======== TASK INPUTS
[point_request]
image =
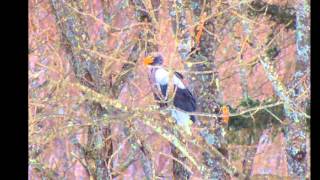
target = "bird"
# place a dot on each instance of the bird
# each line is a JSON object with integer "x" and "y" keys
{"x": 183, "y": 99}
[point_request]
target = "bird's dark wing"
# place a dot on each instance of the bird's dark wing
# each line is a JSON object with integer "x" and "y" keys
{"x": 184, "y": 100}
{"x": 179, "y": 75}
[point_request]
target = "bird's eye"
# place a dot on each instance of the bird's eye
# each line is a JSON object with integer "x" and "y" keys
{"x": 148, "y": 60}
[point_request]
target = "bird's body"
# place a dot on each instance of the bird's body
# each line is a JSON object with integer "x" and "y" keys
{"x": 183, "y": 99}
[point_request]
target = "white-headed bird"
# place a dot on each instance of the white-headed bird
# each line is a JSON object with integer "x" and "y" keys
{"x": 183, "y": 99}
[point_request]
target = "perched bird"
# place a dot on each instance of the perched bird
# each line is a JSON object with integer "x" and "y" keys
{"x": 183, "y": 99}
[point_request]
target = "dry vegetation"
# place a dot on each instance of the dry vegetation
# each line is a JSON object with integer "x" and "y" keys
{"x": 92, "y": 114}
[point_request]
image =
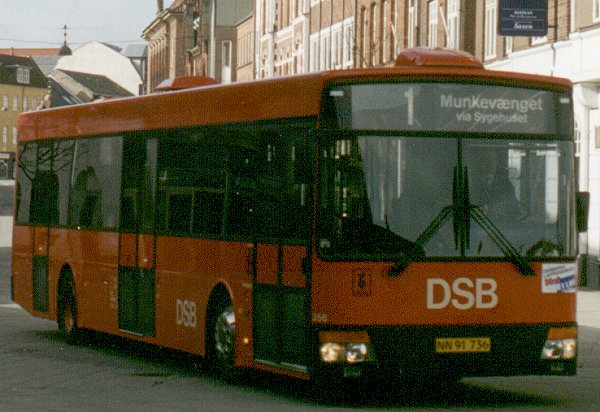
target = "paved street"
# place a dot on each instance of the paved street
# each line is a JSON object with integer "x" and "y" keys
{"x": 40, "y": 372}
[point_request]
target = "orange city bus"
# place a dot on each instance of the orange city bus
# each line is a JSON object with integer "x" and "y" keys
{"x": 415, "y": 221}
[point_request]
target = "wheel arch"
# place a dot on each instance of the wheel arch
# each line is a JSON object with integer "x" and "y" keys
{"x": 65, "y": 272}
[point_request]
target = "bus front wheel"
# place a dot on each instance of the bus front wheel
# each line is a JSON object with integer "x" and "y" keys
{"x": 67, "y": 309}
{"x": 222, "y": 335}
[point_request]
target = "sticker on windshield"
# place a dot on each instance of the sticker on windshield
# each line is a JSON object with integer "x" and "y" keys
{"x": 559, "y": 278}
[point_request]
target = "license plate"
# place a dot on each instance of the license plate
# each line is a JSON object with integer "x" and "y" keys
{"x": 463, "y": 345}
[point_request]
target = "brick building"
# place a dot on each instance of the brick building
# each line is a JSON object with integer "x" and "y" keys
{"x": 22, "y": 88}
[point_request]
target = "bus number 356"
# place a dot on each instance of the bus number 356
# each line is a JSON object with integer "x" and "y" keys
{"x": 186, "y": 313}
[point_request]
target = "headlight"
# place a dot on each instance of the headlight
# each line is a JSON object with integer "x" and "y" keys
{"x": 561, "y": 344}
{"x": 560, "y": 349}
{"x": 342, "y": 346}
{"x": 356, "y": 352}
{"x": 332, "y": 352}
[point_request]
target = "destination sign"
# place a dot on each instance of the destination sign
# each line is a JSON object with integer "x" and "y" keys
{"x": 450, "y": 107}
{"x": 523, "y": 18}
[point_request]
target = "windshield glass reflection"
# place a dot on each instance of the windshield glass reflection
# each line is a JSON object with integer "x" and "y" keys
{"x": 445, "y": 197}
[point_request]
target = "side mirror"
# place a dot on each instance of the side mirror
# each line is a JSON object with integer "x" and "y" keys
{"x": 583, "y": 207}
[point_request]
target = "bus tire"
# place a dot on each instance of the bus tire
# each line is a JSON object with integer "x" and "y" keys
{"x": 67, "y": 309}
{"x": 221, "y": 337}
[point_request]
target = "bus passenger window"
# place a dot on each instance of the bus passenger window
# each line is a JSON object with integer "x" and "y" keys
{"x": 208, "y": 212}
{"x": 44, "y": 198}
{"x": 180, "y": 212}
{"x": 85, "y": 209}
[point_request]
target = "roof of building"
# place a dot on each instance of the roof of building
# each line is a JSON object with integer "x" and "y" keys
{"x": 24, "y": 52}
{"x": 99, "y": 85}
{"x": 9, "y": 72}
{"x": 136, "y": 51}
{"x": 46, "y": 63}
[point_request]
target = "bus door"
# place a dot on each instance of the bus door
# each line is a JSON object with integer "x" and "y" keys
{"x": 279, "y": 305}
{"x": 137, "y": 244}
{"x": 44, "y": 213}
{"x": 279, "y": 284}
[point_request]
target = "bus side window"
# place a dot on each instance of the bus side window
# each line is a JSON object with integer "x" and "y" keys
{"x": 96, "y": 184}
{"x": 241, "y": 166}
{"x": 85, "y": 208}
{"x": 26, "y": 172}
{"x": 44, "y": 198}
================
• **TASK**
List each line of the records that contains the string "roof", copying the whole line. Matching is case-sensitive.

• **FINAL RESULT**
target = "roof of building"
# place a dot on each instance of the roof of building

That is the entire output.